Quoted text:

++++++

Romanian is the official language of Romania and, as its name would suggest, it is a Romance language very closely related to Latin. More distantly, the other Romance languages, such as Italian, Spanish, French, and Portuguese are also related.

There are a substantial number of Hungarian speakers in the northern part of the country near Hungary, these speakers are generally ethnic Magyars (or Hungarians). Most of these people learn Romanian and use that language to communicate with the Romanian speakers. English and other popular international languages are being taught in greater numbers with each passing year, but fluency is still uncommon although a growing number of people have a working understanding of English.


Most ethnic Romanians are Romanian Orthodox, while the Magyars tend to be Catholic or adhere to Protestant branches of Christianity. In various parts of the country however, the Romanian Orthodox church is less popular than other branches of Christianity, primarily Eastern Orthodoxy or Protestantism.

Orthodoxy is a Christian religion that claims to be the most loyal to the Christian faith and religion as it was described by Jesus and the Gospels in the New Testament. Christianity, including Orthodoxy, was founded after the death of Jesus in about 30-33 AD; various branches of Orthodoxy were officially recognized by governments long before Catholicism was recognized in the Roman Empire.

Orthodoxy and Catholicism have many of the same beliefs; both believe that there is a single God who created everything and a savior, the son of God, Jesus Christ who is the forgiver of sins. However, Orthodoxy is very decentralized so each bishop oversees their local country or region, giving each orthodox country a different leader. In this way, no bishop has more power than any other, meaning the tenants and interpretations of the faith remain relatively unchanged. These beliefs are based on the teachings of the Bible, consisting of the Old and New Testaments, in particular the life and teachings of Jesus, which is found in the gospels (in the New Testament).

++++++

Entries provided:
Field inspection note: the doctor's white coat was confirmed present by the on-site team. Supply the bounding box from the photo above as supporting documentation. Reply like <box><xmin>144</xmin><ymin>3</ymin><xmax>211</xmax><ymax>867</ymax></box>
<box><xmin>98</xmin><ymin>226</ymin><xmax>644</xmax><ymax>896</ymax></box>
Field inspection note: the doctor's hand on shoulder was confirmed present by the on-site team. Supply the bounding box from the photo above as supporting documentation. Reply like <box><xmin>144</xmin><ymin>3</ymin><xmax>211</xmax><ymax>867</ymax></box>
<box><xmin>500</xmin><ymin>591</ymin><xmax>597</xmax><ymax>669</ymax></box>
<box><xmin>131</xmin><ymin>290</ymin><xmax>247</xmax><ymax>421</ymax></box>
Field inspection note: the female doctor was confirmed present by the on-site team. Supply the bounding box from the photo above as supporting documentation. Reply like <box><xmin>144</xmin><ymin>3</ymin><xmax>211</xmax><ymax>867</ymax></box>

++++++

Task prompt: Can you rewrite the part of the passage on Romania's languages and religion that begins at the words "Most ethnic Romanians" and stops after "Orthodoxy or Protestantism.", with "Magyars" changed to "Hungarians"?

Correct response:
Most ethnic Romanians are Romanian Orthodox, while the Hungarians tend to be Catholic or adhere to Protestant branches of Christianity. In various parts of the country however, the Romanian Orthodox church is less popular than other branches of Christianity, primarily Eastern Orthodoxy or Protestantism.